## Assignment
Give back the full data character for character.

## Stored data
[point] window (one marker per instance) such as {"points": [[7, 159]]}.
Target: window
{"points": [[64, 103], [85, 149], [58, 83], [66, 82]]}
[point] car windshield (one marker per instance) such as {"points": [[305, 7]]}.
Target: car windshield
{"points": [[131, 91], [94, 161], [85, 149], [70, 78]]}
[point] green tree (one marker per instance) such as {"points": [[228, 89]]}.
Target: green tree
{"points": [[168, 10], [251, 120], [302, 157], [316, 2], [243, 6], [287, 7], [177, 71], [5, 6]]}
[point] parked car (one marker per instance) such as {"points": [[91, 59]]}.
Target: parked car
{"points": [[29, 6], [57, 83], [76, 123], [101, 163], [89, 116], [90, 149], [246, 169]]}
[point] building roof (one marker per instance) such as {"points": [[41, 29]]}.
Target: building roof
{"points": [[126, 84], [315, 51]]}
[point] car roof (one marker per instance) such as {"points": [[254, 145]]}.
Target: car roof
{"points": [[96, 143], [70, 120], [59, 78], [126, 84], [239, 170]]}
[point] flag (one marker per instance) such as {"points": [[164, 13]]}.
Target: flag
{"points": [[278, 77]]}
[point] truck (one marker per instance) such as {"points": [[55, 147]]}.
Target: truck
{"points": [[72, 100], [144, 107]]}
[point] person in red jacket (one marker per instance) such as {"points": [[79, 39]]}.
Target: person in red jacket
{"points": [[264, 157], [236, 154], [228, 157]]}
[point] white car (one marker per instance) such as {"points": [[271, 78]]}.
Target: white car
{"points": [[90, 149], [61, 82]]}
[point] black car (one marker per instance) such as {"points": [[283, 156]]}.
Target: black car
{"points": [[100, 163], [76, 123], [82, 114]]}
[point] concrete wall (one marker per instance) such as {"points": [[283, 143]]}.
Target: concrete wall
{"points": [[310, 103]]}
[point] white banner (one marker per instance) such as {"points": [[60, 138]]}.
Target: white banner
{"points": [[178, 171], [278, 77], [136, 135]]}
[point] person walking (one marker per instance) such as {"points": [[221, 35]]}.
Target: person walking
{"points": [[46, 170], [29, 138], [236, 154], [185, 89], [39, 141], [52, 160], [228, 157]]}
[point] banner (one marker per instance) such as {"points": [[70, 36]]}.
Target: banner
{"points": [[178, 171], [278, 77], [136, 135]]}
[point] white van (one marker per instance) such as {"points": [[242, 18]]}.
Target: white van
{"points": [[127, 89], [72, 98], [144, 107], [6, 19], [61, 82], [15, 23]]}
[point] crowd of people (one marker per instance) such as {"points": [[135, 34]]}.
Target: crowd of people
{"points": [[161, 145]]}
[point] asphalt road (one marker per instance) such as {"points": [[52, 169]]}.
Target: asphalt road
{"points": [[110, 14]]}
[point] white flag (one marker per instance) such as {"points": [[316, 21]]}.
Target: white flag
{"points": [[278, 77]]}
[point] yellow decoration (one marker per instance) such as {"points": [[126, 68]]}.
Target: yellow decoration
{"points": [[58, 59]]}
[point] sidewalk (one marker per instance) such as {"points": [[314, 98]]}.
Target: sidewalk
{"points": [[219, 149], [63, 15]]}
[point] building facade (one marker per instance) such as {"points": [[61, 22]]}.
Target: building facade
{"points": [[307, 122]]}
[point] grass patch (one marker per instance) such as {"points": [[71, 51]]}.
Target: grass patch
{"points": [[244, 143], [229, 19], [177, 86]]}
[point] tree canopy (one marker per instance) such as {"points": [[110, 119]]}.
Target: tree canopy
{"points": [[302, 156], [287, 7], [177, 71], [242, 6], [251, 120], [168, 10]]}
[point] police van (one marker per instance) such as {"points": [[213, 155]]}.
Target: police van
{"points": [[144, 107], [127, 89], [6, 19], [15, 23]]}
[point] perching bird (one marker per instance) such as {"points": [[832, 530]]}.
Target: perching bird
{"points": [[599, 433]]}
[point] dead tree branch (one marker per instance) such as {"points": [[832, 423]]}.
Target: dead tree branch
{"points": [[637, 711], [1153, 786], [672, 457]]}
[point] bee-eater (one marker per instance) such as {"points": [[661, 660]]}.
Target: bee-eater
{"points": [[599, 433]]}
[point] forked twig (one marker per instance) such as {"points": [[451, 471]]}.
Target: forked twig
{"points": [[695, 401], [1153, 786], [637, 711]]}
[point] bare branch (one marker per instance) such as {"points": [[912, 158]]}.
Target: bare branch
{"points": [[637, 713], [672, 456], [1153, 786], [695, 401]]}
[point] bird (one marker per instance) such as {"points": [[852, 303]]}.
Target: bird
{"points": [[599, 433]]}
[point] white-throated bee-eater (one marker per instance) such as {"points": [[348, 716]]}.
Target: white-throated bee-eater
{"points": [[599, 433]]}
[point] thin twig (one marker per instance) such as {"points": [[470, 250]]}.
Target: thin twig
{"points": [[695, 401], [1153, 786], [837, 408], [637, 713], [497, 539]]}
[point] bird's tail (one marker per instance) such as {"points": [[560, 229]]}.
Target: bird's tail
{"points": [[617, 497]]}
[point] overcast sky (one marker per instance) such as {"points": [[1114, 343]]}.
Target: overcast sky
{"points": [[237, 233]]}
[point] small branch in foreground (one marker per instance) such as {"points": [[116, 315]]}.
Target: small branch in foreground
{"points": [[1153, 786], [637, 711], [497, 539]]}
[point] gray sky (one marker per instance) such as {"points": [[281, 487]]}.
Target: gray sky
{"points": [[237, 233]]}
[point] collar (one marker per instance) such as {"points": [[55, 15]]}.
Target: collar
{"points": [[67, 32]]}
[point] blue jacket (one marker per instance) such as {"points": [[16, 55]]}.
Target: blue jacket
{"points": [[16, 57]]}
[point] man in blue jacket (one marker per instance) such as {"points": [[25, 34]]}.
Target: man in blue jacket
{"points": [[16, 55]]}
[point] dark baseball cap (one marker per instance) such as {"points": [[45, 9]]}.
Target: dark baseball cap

## Result for this task
[point] window (one marker per instance) such as {"points": [[7, 159]]}.
Target: window
{"points": [[64, 103], [85, 149], [58, 83], [66, 82]]}
[point] car windshield (one marker per instance) such as {"points": [[305, 7]]}.
Target: car windshield
{"points": [[131, 91], [94, 161], [85, 149], [70, 78]]}
[point] green tree (one marker per instance) such as {"points": [[228, 89]]}.
Target: green tree
{"points": [[168, 10], [251, 120], [302, 157], [316, 2], [243, 6], [287, 7], [177, 71], [5, 6]]}
[point] parked car (one marker per instance) such as {"points": [[91, 59]]}.
Target: parked car
{"points": [[29, 6], [57, 83], [76, 123], [101, 163], [89, 116], [90, 149], [246, 169]]}
[point] building roof (one marker per instance) such as {"points": [[41, 29]]}.
Target: building roof
{"points": [[126, 84], [315, 51]]}
[point] car roof (one marker per instance) such as {"points": [[254, 145]]}.
Target: car roof
{"points": [[96, 143], [70, 120], [59, 78], [126, 84], [239, 170]]}
[point] flag (one marker per instance) such as {"points": [[164, 13]]}.
Target: flag
{"points": [[278, 77]]}
[point] truck (one marker per instance) such as {"points": [[55, 147]]}.
Target: truck
{"points": [[72, 100], [144, 107]]}
[point] person in red jacket (one marker per instance) such as {"points": [[79, 39]]}.
Target: person in red jacket
{"points": [[264, 157], [236, 154], [228, 157]]}
[point] white car (one marker per instance) such as {"points": [[271, 78]]}.
Target: white car
{"points": [[90, 149], [61, 82]]}
[point] black car (one marker per instance) such as {"points": [[283, 156]]}.
Target: black car
{"points": [[100, 163], [76, 123], [82, 114]]}
[point] concrete wall (one marker per instance) such as {"points": [[283, 143]]}.
Target: concrete wall
{"points": [[310, 103]]}
[point] white banner (one marker per instance) such as {"points": [[60, 138]]}.
Target: white banner
{"points": [[178, 171], [278, 77], [136, 135]]}
[point] person walking (one marker per instance) such as {"points": [[221, 35]]}.
Target: person walking
{"points": [[46, 170], [29, 138], [236, 154], [185, 89], [39, 141], [52, 160], [228, 157]]}
[point] banner (one marker per instance) such as {"points": [[70, 36]]}.
Target: banner
{"points": [[178, 171], [278, 77], [136, 135]]}
[point] white van (one marker per instance) such as {"points": [[242, 18]]}.
Target: white van
{"points": [[127, 89], [72, 98], [144, 107], [6, 19], [61, 82], [15, 23]]}
[point] crowd of people (one marker per instance) such as {"points": [[135, 34]]}.
Target: crowd of people
{"points": [[161, 145]]}
[point] asphalt road (one marker per instance) such as {"points": [[52, 169]]}.
Target: asphalt road
{"points": [[110, 14]]}
[point] white flag (one marker per instance) such as {"points": [[316, 21]]}.
Target: white flag
{"points": [[278, 77]]}
[point] yellow decoration (one marker per instance) such as {"points": [[126, 68]]}.
Target: yellow decoration
{"points": [[58, 59]]}
[point] sidewalk (one marker per instance) such as {"points": [[314, 98]]}.
Target: sidewalk
{"points": [[219, 149], [63, 15]]}
[point] building facade (one marker per instance) such as {"points": [[61, 22]]}.
Target: building facade
{"points": [[307, 122]]}
[point] grass patch (one marker per instance) such as {"points": [[71, 51]]}.
Target: grass patch
{"points": [[244, 143], [229, 19], [177, 86]]}
[point] tree canopy (one marker per instance) such as {"points": [[110, 119]]}.
Target: tree canopy
{"points": [[302, 156], [287, 7], [177, 71], [242, 6], [251, 120], [168, 10]]}
[point] police van (one marker per instance) such as {"points": [[213, 155]]}.
Target: police van
{"points": [[144, 107], [127, 89], [6, 19], [15, 23]]}
[point] perching bird (one marker per instance) such as {"points": [[832, 530]]}.
Target: perching bird
{"points": [[599, 433]]}
[point] dead tree branch (one marker per instance) such as {"points": [[832, 423]]}.
Target: dead tree branch
{"points": [[637, 711], [1153, 786], [672, 457]]}
[point] bee-eater (one marker per instance) such as {"points": [[661, 660]]}.
Target: bee-eater
{"points": [[599, 433]]}
[point] forked twig (one marker per instance) such as {"points": [[451, 471]]}.
Target: forked twig
{"points": [[695, 401], [1153, 786], [637, 711]]}
[point] bare branch (one marker per instance) such as {"points": [[912, 158]]}.
Target: bare branch
{"points": [[637, 713], [672, 456], [1153, 786], [695, 401]]}
[point] bird (one marker per instance) such as {"points": [[852, 303]]}.
Target: bird
{"points": [[599, 433]]}
[point] white-throated bee-eater (one marker per instance) such as {"points": [[348, 716]]}.
Target: white-throated bee-eater
{"points": [[599, 433]]}
[point] thin twig (one marker per instance) such as {"points": [[470, 250]]}.
Target: thin twig
{"points": [[695, 401], [1153, 786], [837, 408], [637, 713], [497, 539]]}
[point] bird's tail (one marker per instance) such as {"points": [[560, 229]]}.
Target: bird's tail
{"points": [[617, 497]]}
[point] overcast sky (one marker per instance) such as {"points": [[1114, 343]]}.
Target: overcast sky
{"points": [[237, 233]]}
[point] small branch in foreground (one marker per instance) such as {"points": [[116, 315]]}.
Target: small branch in foreground
{"points": [[1153, 786], [637, 711], [497, 539]]}
[point] gray sky (one marker per instance) such as {"points": [[281, 487]]}.
Target: gray sky
{"points": [[237, 233]]}
[point] collar (one marker per instance) such as {"points": [[55, 15]]}.
Target: collar
{"points": [[67, 32]]}
[point] blue jacket (one marker per instance) such as {"points": [[16, 55]]}.
Target: blue jacket
{"points": [[16, 57]]}
[point] man in blue jacket (one marker per instance) such as {"points": [[25, 34]]}.
Target: man in blue jacket
{"points": [[16, 55]]}
[point] dark baseball cap (one marker per instance) such as {"points": [[45, 9]]}.
Target: dark baseball cap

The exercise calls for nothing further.